Start of Block

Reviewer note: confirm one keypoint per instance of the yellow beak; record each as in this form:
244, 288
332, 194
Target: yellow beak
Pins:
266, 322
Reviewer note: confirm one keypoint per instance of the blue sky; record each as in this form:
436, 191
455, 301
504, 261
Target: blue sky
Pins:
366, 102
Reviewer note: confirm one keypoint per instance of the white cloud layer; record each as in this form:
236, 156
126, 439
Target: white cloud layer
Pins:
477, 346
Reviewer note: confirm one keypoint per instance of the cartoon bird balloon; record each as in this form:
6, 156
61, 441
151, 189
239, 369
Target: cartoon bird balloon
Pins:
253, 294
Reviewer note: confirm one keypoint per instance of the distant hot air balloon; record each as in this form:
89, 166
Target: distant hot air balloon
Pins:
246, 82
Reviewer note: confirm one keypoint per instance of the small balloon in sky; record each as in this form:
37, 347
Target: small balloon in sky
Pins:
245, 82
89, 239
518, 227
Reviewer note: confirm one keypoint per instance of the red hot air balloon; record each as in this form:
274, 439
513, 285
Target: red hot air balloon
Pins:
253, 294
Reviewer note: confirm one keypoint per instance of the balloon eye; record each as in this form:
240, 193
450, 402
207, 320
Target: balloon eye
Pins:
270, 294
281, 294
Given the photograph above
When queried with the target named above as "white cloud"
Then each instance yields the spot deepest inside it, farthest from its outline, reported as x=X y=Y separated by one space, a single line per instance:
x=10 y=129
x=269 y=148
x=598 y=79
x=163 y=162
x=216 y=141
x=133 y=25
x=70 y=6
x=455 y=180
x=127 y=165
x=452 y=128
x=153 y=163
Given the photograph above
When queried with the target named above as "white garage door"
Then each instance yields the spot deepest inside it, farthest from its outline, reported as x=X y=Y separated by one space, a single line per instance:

End of Block

__TASK OBJECTIVE__
The expected output is an exact copy of all the records above.

__RESPONSE BOX__
Reviewer note: confirm one keypoint per instance of the yellow beak; record each as in this form:
244, 288
332, 194
Target: yellow beak
Pins:
266, 322
Reviewer note: confirm one keypoint per instance of the blue sky; record each as in this form:
436, 191
455, 301
504, 261
Target: blue sky
Pins:
366, 102
Reviewer note: confirm one keypoint per instance of the white cloud layer; record each as in this form:
236, 156
126, 439
Target: white cloud layer
Pins:
477, 346
Reviewer note: confirm one keypoint per instance of the cartoon bird balloon; record each as in this form:
6, 156
61, 441
151, 189
239, 369
Target: cartoon bird balloon
Pins:
253, 294
Reviewer note: confirm one keypoint per instance of the distant hot air balloon; record each as in this form:
89, 166
Target: distant hot air balloon
Pins:
246, 82
Reviewer note: confirm one keypoint per instance of the small balloon in sky; record each as in this form:
37, 347
Target: small balloon in sky
Pins:
245, 82
89, 239
518, 227
Reviewer note: confirm one keypoint per instance of the red hot air balloon; record each as in this form:
274, 439
513, 285
Target: red hot air balloon
Pins:
253, 294
Reviewer note: confirm one keypoint per instance of the balloon eye; record each as in this form:
240, 193
450, 402
207, 320
Target: balloon eye
Pins:
270, 294
281, 294
Given the photograph above
When queried with the target named above as "white cloud"
Then each instance yields the spot deepest inside it, farthest from its outline, reported as x=X y=Y separated by one space, a single line per instance:
x=10 y=129
x=269 y=148
x=598 y=79
x=163 y=162
x=216 y=141
x=133 y=25
x=70 y=6
x=455 y=180
x=127 y=165
x=452 y=128
x=153 y=163
Given the photograph above
When queried with the target named above as "white garage door"
Then each instance yields the spot deepest inside it, farthest from its outline, reported as x=X y=Y separated by one space, a single line per instance:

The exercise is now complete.